- _EXERCISE_
An exact copy of the records is required, minus the pictures they hold.

- _EXERCISE MATERIAL_
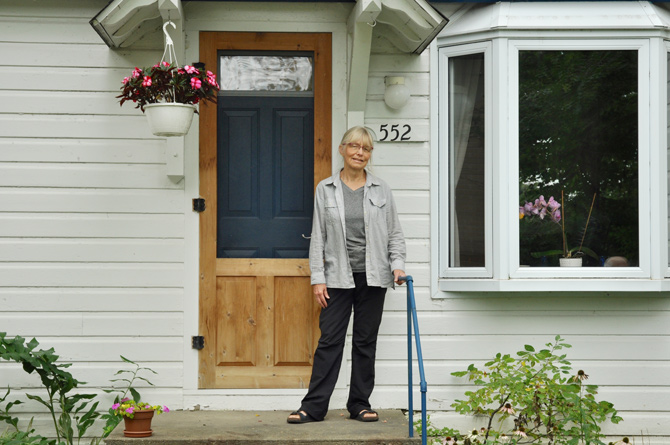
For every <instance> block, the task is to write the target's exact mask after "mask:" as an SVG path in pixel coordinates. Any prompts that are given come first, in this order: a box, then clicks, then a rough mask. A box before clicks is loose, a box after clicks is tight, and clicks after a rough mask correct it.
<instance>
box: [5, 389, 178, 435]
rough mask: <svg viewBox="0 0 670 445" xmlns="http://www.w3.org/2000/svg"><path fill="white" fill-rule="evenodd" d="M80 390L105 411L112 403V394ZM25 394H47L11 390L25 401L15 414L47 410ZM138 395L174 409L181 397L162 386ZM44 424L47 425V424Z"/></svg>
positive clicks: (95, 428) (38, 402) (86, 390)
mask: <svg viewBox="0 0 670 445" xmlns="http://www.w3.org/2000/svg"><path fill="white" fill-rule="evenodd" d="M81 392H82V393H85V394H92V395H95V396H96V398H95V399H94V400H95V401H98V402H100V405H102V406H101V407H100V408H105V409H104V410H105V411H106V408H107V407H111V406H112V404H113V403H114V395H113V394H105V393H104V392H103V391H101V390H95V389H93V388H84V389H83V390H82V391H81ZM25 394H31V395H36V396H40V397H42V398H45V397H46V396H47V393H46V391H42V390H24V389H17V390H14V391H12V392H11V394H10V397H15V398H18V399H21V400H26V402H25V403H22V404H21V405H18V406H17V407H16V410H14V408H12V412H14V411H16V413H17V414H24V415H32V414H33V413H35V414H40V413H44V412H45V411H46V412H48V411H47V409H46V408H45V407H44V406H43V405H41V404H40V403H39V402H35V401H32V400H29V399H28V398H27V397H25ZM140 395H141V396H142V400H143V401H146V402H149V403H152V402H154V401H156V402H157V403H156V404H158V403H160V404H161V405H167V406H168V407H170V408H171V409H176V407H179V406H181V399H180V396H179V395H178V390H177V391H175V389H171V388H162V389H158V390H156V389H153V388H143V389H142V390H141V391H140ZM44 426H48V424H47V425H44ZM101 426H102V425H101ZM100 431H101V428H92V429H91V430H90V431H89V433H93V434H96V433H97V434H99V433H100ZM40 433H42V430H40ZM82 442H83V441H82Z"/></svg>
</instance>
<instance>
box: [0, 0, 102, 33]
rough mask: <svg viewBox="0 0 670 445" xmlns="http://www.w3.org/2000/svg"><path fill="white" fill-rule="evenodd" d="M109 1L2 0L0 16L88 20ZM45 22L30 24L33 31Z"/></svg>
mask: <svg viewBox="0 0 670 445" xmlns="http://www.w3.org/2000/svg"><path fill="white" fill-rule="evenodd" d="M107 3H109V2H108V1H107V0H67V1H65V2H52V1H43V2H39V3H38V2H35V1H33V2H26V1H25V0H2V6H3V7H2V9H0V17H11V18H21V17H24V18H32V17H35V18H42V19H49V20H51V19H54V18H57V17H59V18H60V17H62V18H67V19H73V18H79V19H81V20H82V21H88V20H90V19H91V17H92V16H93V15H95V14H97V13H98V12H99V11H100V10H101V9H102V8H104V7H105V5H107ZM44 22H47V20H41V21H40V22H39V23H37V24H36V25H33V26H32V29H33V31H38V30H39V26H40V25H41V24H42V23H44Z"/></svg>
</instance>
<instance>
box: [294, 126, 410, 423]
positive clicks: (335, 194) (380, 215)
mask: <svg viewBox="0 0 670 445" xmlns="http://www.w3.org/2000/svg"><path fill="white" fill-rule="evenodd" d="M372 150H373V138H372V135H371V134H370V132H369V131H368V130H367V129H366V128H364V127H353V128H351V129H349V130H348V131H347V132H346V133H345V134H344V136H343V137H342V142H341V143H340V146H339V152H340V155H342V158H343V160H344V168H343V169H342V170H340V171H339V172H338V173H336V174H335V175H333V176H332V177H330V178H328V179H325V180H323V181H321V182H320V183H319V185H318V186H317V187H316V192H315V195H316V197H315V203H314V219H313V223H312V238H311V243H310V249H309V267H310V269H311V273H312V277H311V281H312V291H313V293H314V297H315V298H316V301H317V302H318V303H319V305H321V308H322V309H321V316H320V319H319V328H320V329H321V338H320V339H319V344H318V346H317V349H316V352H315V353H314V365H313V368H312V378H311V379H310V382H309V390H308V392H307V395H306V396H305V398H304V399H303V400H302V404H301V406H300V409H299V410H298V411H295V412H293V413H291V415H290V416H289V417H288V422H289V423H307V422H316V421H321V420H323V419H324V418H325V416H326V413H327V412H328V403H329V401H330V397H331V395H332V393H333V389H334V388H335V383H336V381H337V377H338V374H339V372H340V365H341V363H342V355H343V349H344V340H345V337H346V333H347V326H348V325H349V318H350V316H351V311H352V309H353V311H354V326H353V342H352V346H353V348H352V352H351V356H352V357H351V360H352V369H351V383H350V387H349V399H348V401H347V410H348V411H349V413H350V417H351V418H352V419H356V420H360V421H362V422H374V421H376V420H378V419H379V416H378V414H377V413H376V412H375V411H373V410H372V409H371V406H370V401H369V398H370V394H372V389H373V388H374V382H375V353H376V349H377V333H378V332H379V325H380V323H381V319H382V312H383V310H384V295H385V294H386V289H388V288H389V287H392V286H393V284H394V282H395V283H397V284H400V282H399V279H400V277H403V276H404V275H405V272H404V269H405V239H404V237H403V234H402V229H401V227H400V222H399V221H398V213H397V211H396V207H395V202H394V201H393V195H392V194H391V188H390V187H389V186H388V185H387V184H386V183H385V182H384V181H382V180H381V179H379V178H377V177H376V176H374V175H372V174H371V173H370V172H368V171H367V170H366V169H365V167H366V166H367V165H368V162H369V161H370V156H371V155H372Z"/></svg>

- _ANSWER FOR THIS EXERCISE_
For every <instance> block, the task is to write the target's exact mask after "mask:" as an SVG path in pixel coordinates. Any prompts that are given come first, in this order: a box, then clicks, then a rough mask. A box before clicks is loose, a box after clicks is tight, and clicks after a rough mask correct it.
<instance>
box: [5, 389, 178, 435]
rough mask: <svg viewBox="0 0 670 445" xmlns="http://www.w3.org/2000/svg"><path fill="white" fill-rule="evenodd" d="M80 390L105 411L112 403V394ZM25 394H47L11 390L25 401L15 414L47 410ZM138 395L174 409L181 397L162 386ZM44 424L47 425V424Z"/></svg>
positive clicks: (95, 428) (38, 402) (86, 390)
mask: <svg viewBox="0 0 670 445" xmlns="http://www.w3.org/2000/svg"><path fill="white" fill-rule="evenodd" d="M81 392H82V393H85V394H92V395H95V396H96V398H95V399H94V400H95V401H98V402H100V405H102V406H101V407H100V408H105V409H104V410H105V411H106V408H107V407H111V406H112V404H113V403H114V395H113V394H105V393H104V392H103V391H101V390H95V389H93V388H84V389H83V390H82V391H81ZM25 394H31V395H36V396H40V397H42V398H45V397H46V396H47V393H46V391H42V390H24V389H17V390H14V391H12V392H11V394H10V397H15V398H18V399H21V400H26V402H25V403H22V404H21V405H18V406H17V407H16V410H14V408H12V412H14V411H16V413H17V414H24V415H32V414H33V413H35V414H40V413H44V412H45V411H46V412H48V411H47V409H46V408H45V407H44V406H43V405H41V404H40V403H39V402H35V401H32V400H29V399H28V398H27V397H25ZM140 395H141V396H142V400H143V401H146V402H149V403H152V402H154V401H156V402H157V403H156V404H158V403H160V404H161V405H167V406H168V407H170V408H171V409H176V407H179V406H181V399H180V396H179V395H178V390H177V391H175V389H171V388H162V389H158V390H156V389H153V388H143V389H142V390H141V391H140ZM44 426H48V424H47V425H44ZM101 426H102V425H101ZM100 431H101V428H92V429H91V430H90V431H89V433H93V434H96V433H97V434H99V433H100ZM40 433H42V430H40ZM82 442H83V441H82Z"/></svg>
</instance>
<instance>
box: [0, 0, 102, 33]
rough mask: <svg viewBox="0 0 670 445" xmlns="http://www.w3.org/2000/svg"><path fill="white" fill-rule="evenodd" d="M109 1L2 0L0 16L88 20ZM45 22L30 24L33 31Z"/></svg>
mask: <svg viewBox="0 0 670 445" xmlns="http://www.w3.org/2000/svg"><path fill="white" fill-rule="evenodd" d="M107 3H109V2H108V1H107V0H67V1H65V2H52V1H43V2H39V3H38V2H35V1H33V2H26V1H25V0H2V6H3V7H2V9H0V17H11V18H21V17H24V18H32V17H35V18H42V19H49V20H51V19H54V18H57V17H59V18H60V17H62V18H67V19H73V18H79V19H81V20H82V21H88V20H90V19H91V17H92V16H93V15H95V14H97V13H98V12H99V11H100V10H101V9H102V8H104V7H105V5H107ZM44 22H47V20H41V21H40V22H39V23H37V24H36V25H33V26H32V29H33V31H38V30H39V26H40V25H41V24H42V23H44Z"/></svg>
</instance>
<instance>
box: [294, 126, 410, 423]
positive clicks: (335, 194) (380, 215)
mask: <svg viewBox="0 0 670 445" xmlns="http://www.w3.org/2000/svg"><path fill="white" fill-rule="evenodd" d="M372 150H373V138H372V135H371V134H370V132H369V131H368V130H367V129H366V128H364V127H353V128H351V129H349V130H348V131H347V132H346V133H345V134H344V136H343V137H342V142H341V143H340V146H339V152H340V155H342V158H343V160H344V168H343V169H342V170H340V171H339V172H338V173H336V174H335V175H333V176H332V177H330V178H328V179H325V180H323V181H321V182H320V183H319V185H318V186H317V187H316V192H315V195H316V197H315V203H314V219H313V223H312V238H311V243H310V249H309V267H310V269H311V273H312V277H311V281H312V291H313V293H314V297H315V298H316V301H317V302H318V303H319V305H321V308H322V309H321V316H320V319H319V328H320V329H321V338H320V339H319V344H318V346H317V349H316V352H315V353H314V365H313V368H312V378H311V379H310V382H309V390H308V392H307V395H306V396H305V398H304V399H303V400H302V404H301V406H300V409H299V410H298V411H295V412H293V413H291V415H290V416H289V417H288V422H289V423H307V422H316V421H321V420H323V419H324V418H325V416H326V413H327V412H328V403H329V401H330V397H331V395H332V393H333V389H334V388H335V383H336V381H337V377H338V374H339V372H340V365H341V363H342V355H343V349H344V340H345V337H346V333H347V326H348V325H349V318H350V316H351V311H352V309H353V311H354V326H353V342H352V346H353V348H352V352H351V356H352V357H351V360H352V369H351V383H350V387H349V399H348V401H347V410H348V411H349V413H350V417H351V418H352V419H356V420H360V421H362V422H374V421H376V420H378V419H379V416H378V414H377V413H376V412H375V411H373V410H372V409H371V406H370V401H369V398H370V394H372V389H373V388H374V382H375V353H376V349H377V333H378V332H379V325H380V323H381V319H382V312H383V310H384V295H385V294H386V289H388V288H389V287H392V286H393V284H394V282H395V283H397V284H400V282H399V279H400V277H403V276H404V275H405V272H404V269H405V239H404V237H403V234H402V229H401V227H400V222H399V221H398V213H397V211H396V207H395V202H394V201H393V195H392V194H391V188H390V187H389V186H388V185H387V184H386V183H385V182H384V181H382V180H381V179H379V178H377V177H376V176H374V175H372V174H371V173H370V172H368V171H367V170H366V169H365V167H366V166H367V165H368V162H369V161H370V156H371V155H372Z"/></svg>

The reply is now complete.